* _EXERCISE INSTRUCTIONS_:
Copy every line of the items below, requests included, but leave out the pictures. Multiply each coordinate in the answers by 1.05 and round to a whole number, with halves rounded up; numbers in the requests and their format samples stay unchanged.

>> Start MATERIAL FOR THIS EXERCISE

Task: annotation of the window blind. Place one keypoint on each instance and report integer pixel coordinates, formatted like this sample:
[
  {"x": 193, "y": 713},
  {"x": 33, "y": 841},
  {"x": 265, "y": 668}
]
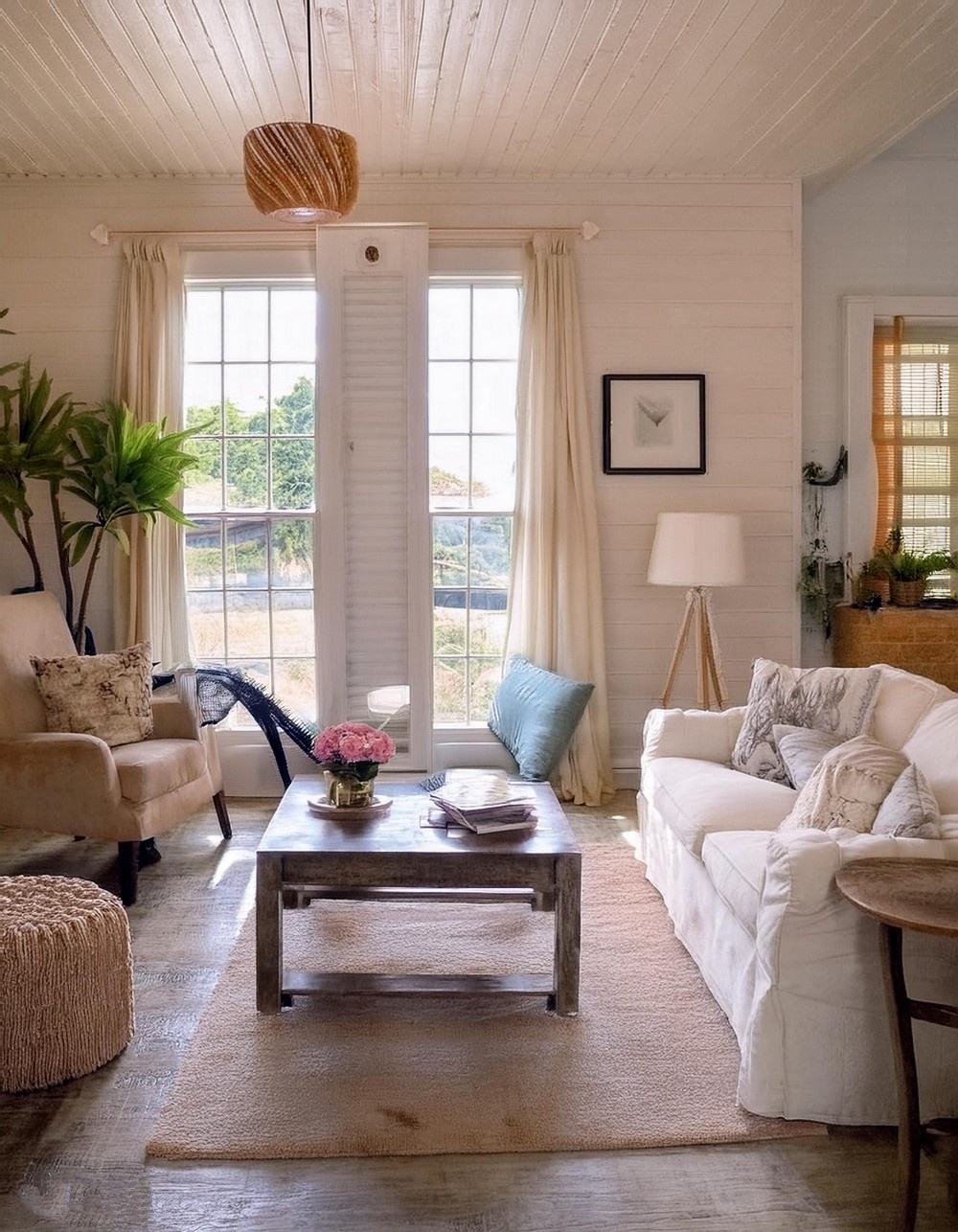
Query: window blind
[{"x": 915, "y": 433}]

>> End MATERIAL FOR THIS EXERCISE

* _SOLUTION FOR THIS TASK_:
Task: annotation of the window blind. Place one keypoint on each instance and report integer pixel coordinates, formatted like this sample:
[
  {"x": 193, "y": 713},
  {"x": 33, "y": 841},
  {"x": 265, "y": 668}
]
Query: window blind
[{"x": 961, "y": 455}]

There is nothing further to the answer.